**TASK TO CARRY OUT**
Be exact. Print each record as it stands.

**INFORMATION SUPPLIED**
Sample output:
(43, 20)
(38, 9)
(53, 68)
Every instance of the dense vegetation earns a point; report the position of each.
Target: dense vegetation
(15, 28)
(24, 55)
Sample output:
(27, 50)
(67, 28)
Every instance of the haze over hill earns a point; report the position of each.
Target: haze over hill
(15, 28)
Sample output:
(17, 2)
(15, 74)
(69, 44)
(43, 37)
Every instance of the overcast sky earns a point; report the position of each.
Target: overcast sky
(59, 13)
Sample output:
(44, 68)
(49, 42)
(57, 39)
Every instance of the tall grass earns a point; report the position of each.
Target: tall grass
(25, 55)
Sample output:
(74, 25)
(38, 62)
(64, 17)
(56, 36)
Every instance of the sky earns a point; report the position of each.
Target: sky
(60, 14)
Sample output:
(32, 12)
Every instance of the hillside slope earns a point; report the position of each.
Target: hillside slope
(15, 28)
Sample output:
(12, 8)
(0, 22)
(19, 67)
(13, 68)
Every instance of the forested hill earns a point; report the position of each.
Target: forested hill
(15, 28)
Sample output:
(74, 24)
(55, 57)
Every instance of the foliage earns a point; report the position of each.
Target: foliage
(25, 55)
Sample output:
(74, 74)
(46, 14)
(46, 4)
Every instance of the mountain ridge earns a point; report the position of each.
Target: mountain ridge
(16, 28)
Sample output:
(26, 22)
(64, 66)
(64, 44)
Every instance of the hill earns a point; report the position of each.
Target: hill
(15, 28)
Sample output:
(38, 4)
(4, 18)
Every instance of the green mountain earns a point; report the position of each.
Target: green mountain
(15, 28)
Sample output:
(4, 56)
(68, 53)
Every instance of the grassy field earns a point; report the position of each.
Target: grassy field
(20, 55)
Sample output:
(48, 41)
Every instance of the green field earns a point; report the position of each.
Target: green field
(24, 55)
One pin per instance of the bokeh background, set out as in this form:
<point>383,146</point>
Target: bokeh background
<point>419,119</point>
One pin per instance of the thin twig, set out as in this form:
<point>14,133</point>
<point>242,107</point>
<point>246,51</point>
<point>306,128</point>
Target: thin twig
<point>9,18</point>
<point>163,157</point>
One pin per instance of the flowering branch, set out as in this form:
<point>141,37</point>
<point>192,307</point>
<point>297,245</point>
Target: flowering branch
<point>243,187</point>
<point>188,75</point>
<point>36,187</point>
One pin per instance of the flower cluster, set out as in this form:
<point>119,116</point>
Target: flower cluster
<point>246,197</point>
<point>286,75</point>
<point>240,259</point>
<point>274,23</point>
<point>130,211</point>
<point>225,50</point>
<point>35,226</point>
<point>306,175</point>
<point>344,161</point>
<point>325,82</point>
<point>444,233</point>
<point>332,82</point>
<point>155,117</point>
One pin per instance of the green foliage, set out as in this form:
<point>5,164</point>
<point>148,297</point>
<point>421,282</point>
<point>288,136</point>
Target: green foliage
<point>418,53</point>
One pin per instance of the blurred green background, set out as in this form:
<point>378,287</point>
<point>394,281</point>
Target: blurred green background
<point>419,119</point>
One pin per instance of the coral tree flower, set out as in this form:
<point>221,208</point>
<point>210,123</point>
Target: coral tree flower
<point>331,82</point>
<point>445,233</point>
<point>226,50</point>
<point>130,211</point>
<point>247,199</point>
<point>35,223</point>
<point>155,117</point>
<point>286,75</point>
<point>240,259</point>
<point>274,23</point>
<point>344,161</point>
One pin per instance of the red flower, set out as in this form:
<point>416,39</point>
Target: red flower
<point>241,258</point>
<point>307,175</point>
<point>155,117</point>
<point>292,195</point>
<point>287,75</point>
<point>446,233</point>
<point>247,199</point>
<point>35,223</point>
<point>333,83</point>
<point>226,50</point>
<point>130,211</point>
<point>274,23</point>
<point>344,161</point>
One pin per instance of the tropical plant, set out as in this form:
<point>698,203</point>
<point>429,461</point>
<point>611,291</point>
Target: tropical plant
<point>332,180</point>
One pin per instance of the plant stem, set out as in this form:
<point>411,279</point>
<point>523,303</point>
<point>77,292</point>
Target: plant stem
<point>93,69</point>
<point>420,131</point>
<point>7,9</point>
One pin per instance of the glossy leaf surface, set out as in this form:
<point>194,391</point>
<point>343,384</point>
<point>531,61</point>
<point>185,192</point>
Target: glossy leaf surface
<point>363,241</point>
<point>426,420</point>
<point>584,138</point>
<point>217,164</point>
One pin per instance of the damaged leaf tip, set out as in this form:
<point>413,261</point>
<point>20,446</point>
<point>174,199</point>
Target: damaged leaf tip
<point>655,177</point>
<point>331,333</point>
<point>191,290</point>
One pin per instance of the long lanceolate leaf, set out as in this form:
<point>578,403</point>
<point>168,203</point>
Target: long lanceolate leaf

**ANSWER TO THIS EXERCISE**
Sample output:
(43, 20)
(38, 9)
(53, 68)
Every instance of the dense vegetation earns a point; report the position of each.
Target: dense vegetation
(15, 28)
(24, 55)
Sample output:
(27, 50)
(67, 28)
Every instance of the haze over hill earns a point; report the position of each.
Target: haze over hill
(15, 28)
Sample output:
(17, 2)
(15, 74)
(69, 44)
(43, 37)
Every instance of the overcast sky earns a point; report the position of each.
Target: overcast sky
(59, 13)
Sample output:
(44, 68)
(49, 42)
(57, 39)
Every instance of the tall grass earns a point; report the position of each.
Target: tall grass
(25, 55)
Sample output:
(74, 25)
(38, 62)
(64, 17)
(56, 36)
Every instance of the sky earns a point; report the position of each.
Target: sky
(60, 14)
Sample output:
(32, 12)
Every instance of the hillside slope earns a point; report the position of each.
Target: hillside slope
(15, 28)
Sample output:
(12, 8)
(0, 22)
(19, 67)
(13, 68)
Every instance of the forested hill earns a point; report the position of each.
Target: forested hill
(15, 28)
Sample output:
(74, 24)
(55, 57)
Every instance of the foliage earns a point; report the position of each.
Target: foliage
(25, 55)
Sample output:
(74, 74)
(46, 14)
(46, 4)
Every instance of the mountain ridge earns a point; report the position of each.
Target: mountain ridge
(16, 28)
Sample output:
(26, 22)
(64, 66)
(64, 44)
Every instance of the hill earns a point; report the position of each.
Target: hill
(15, 28)
Sample output:
(38, 4)
(4, 18)
Every instance of the green mountain earns a point; report the position of each.
Target: green mountain
(15, 28)
Sample output:
(4, 56)
(68, 53)
Every instance of the grassy field earns a point; report the position of each.
Target: grassy field
(20, 55)
Sample output:
(48, 41)
Every instance of the green field earns a point; report the position of each.
Target: green field
(24, 55)
One pin per instance of the bokeh background, set out as in this form:
<point>383,146</point>
Target: bokeh background
<point>419,119</point>
One pin per instance of the thin twig, set out as in this form:
<point>14,133</point>
<point>242,107</point>
<point>246,51</point>
<point>306,128</point>
Target: thin twig
<point>9,18</point>
<point>163,157</point>
One pin per instance of the flowering branch, set out as in this form:
<point>141,37</point>
<point>192,307</point>
<point>297,245</point>
Target: flowering branch
<point>243,187</point>
<point>188,75</point>
<point>36,187</point>
One pin per instance of the flower cluster, set out as in this form:
<point>119,116</point>
Target: flower cluster
<point>246,197</point>
<point>286,75</point>
<point>240,259</point>
<point>274,23</point>
<point>130,211</point>
<point>225,50</point>
<point>35,226</point>
<point>306,175</point>
<point>344,161</point>
<point>325,82</point>
<point>444,233</point>
<point>332,82</point>
<point>155,117</point>
One pin per instance of the green foliage, set out as in this form:
<point>5,164</point>
<point>148,297</point>
<point>421,282</point>
<point>288,136</point>
Target: green foliage
<point>418,53</point>
One pin per instance of the blurred green background, set out as in this form:
<point>378,287</point>
<point>394,281</point>
Target: blurred green background
<point>419,119</point>
One pin per instance of the coral tree flower, set out as in this form:
<point>221,208</point>
<point>210,123</point>
Target: coral tree flower
<point>331,82</point>
<point>445,233</point>
<point>226,50</point>
<point>130,211</point>
<point>247,199</point>
<point>35,223</point>
<point>155,117</point>
<point>286,75</point>
<point>240,259</point>
<point>274,23</point>
<point>344,161</point>
One pin per instance of the red flower, set out as in this form:
<point>416,39</point>
Target: red flower
<point>241,258</point>
<point>307,175</point>
<point>155,117</point>
<point>292,195</point>
<point>287,75</point>
<point>446,233</point>
<point>247,199</point>
<point>35,223</point>
<point>333,83</point>
<point>226,50</point>
<point>130,211</point>
<point>274,23</point>
<point>344,161</point>
One pin per instance of the tropical plant, set out as in this form:
<point>698,203</point>
<point>429,461</point>
<point>611,291</point>
Target: tropical plant
<point>332,180</point>
One pin per instance of the plant stem, set out as in this form:
<point>411,279</point>
<point>523,303</point>
<point>77,292</point>
Target: plant stem
<point>93,69</point>
<point>420,131</point>
<point>7,9</point>
One pin per instance of the glossy leaf surface, set out as in this form:
<point>194,391</point>
<point>343,384</point>
<point>531,61</point>
<point>185,192</point>
Target: glossy leaf surface
<point>363,241</point>
<point>426,420</point>
<point>584,138</point>
<point>217,164</point>
One pin per instance of the damaged leaf tip, set out as in this form:
<point>413,261</point>
<point>20,446</point>
<point>174,199</point>
Target: damaged leaf tip
<point>655,177</point>
<point>331,333</point>
<point>191,290</point>
One pin per instance of the long lanceolate leaf, set out as in this form:
<point>578,403</point>
<point>168,203</point>
Target: long lanceolate leaf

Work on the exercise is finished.